**DATASET EXCERPTS:**
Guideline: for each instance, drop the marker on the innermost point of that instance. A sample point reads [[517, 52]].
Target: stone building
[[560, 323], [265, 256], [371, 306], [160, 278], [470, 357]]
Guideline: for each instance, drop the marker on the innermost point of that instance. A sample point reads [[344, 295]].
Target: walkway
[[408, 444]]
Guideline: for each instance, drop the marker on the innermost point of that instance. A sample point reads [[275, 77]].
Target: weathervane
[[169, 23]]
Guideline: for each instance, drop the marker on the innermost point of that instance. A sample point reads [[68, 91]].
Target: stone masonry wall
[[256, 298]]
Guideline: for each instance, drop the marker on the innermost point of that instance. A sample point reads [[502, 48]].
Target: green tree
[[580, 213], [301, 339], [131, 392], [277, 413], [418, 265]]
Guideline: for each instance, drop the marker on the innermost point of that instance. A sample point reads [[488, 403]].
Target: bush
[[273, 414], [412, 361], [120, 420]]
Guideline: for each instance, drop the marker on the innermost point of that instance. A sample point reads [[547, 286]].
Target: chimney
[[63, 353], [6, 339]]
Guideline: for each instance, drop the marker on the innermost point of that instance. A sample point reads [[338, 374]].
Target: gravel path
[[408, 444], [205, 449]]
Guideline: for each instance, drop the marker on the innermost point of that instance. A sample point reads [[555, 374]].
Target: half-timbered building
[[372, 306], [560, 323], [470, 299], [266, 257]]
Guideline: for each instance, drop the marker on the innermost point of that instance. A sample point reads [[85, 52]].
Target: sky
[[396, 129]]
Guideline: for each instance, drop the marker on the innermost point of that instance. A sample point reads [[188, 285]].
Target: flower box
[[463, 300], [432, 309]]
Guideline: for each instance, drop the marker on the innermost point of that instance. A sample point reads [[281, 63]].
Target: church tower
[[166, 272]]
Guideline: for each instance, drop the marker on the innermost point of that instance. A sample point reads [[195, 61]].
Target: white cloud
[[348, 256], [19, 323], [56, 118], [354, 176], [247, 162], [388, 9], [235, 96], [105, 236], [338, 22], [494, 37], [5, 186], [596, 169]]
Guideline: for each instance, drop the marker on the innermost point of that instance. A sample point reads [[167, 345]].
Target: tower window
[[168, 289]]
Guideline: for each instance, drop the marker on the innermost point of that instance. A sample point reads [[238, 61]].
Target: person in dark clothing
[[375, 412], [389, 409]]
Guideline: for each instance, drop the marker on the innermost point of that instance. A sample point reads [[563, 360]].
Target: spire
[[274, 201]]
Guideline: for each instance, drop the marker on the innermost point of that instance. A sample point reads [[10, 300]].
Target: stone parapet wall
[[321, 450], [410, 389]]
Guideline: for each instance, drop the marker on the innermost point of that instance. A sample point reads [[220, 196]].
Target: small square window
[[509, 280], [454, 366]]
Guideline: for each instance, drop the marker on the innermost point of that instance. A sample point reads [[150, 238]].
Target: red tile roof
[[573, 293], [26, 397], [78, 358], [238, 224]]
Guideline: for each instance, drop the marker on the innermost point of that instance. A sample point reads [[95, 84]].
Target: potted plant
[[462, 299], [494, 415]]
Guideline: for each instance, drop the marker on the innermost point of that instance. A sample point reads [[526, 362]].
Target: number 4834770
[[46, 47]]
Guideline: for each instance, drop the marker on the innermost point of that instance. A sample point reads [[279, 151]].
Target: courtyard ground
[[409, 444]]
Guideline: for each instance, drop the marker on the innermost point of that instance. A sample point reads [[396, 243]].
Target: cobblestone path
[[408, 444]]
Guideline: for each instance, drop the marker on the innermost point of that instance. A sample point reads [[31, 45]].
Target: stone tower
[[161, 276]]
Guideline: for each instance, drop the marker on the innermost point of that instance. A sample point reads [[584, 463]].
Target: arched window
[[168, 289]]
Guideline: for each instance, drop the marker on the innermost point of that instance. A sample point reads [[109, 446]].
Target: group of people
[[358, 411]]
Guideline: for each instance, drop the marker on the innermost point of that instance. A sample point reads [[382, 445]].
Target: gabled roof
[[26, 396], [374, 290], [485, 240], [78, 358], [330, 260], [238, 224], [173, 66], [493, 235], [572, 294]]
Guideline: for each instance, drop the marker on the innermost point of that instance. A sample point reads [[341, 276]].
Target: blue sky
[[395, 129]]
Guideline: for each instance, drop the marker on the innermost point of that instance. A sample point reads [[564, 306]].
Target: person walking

**SHORT TASK:**
Reproduce the listing above in full, switching every "Guideline" to "Instruction" and keeping everything else the same.

**RESULT FOR THIS TASK:**
Instruction: for each instance, drop the marker on the innermost point of that instance. A sample point reads [[517, 52]].
Target: stone building
[[560, 323], [265, 256], [371, 306], [160, 278], [470, 357]]
Instruction: for each instance, drop the marker on the innermost point of that instance. A sample point reads [[344, 295]].
Target: walkway
[[408, 444]]
Instruction: for each instance, drop the marker on the innermost point of that instance. A sample point reads [[275, 77]].
Target: weathervane
[[169, 23]]
Instruction: for each instance, drop the marker on the innermost point of that instance. A sample point reads [[68, 91]].
Target: stone masonry wall
[[256, 298]]
Instruction: for each instance, drop the marker on the innermost point of that instance. A sample point reads [[502, 48]].
Target: green tree
[[580, 213], [301, 339], [131, 392], [277, 413], [418, 265]]
Instruction: for each instance, drop the marker on the innermost point of that instance. A sample point reads [[488, 403]].
Target: bush
[[273, 414], [412, 361], [120, 420]]
Instruction: for each instance, drop the marker on the innermost point of that instance. A sample point reads [[547, 286]].
Target: chimney
[[63, 353], [6, 339]]
Instruction: for each instance, drop the marker on the innermost point of that instance. A sample point reads [[338, 374]].
Target: gravel path
[[408, 444], [205, 449]]
Instruction: for each instance, drop the marker on the innermost point of that instance. A sample point reads [[555, 374]].
Target: half-timbered building
[[372, 306], [560, 323], [470, 299], [266, 257]]
Instruction: for each instance, drop the marker on the innermost point of that instance. A sample point reads [[85, 52]].
Target: sky
[[396, 129]]
Instruction: for each instance, drop the marker on the innermost point of that instance. A sample point reads [[188, 285]].
Target: flower box
[[463, 300], [432, 309]]
Instruction: for each instance, drop the marker on the innermost point of that instance. A sample point reads [[281, 63]].
Target: church tower
[[166, 272]]
Instruction: for each instance, drop the marker on the innermost point of that instance. A sample point reads [[195, 61]].
Target: white cloud
[[348, 256], [19, 323], [56, 118], [354, 176], [247, 162], [388, 9], [235, 96], [105, 236], [338, 22], [494, 37], [5, 186], [596, 169]]
Instruction: for each instance, drop the marker on the innermost point of that instance. A sample point reads [[167, 345]].
Target: tower window
[[168, 289]]
Instruction: for each instance, drop the marker on the innermost point of that instance. A sample point reads [[238, 61]].
Target: person in dark clothing
[[375, 412], [389, 409]]
Instruction: for each instance, drop the marker on the innermost point of that instance. A sample point reads [[563, 360]].
Target: spire
[[274, 201]]
Instruction: for each instance, drop the marker on the innermost point of that instance. A sample point reads [[10, 300]].
Target: stone parapet wall
[[321, 450], [410, 389]]
Instruction: for each instance, drop the marker on the innermost point of that instance. A sample point reads [[220, 196]].
Target: small square window
[[509, 280], [454, 366]]
Instruction: for each instance, drop the marker on the innermost point of that instance. A sample point reads [[150, 238]].
Target: red tile roof
[[573, 293], [26, 397], [78, 358], [238, 224]]
Instruction: for each instance, drop the marker on the innermost point of that instance. A sample point reads [[95, 84]].
Target: potted plant
[[462, 299], [494, 415]]
Instruction: for each instance, drop the marker on the innermost point of that instance. A sample point reads [[526, 362]].
Target: number 4834770
[[46, 47]]
Instruction: for each instance, drop the marker on the innermost point of that instance. A sample point reads [[279, 151]].
Target: courtyard ground
[[409, 444]]
Instruction: for each instance, drop the marker on the innermost point of that instance. A sample point reads [[396, 243]].
Target: cobblestone path
[[408, 444]]
Instruction: for each instance, drop the marker on the innermost point of that instance. A sample point reads [[31, 45]].
Target: stone tower
[[161, 276]]
Instruction: for each instance, drop the marker on the innermost point of that instance. A sample point reads [[584, 463]].
Target: arched window
[[168, 289]]
Instruction: for each instance, drop the marker on the innermost point of that instance. A sample point reads [[109, 446]].
Target: group of people
[[358, 411]]
Instruction: for each instance, drop the marker on the innermost point of that instance. A sample point reads [[382, 445]].
Target: gabled roof
[[26, 396], [374, 290], [485, 240], [78, 358], [330, 260], [238, 224], [173, 66], [493, 235], [572, 294]]
Instruction: for each instance, drop the marker on the innermost point of that instance. A sample point reads [[341, 276]].
Target: blue sky
[[395, 129]]
Instruction: for each instance, drop the marker on the innermost point of that instance. A sample point reads [[564, 306]].
Target: person walking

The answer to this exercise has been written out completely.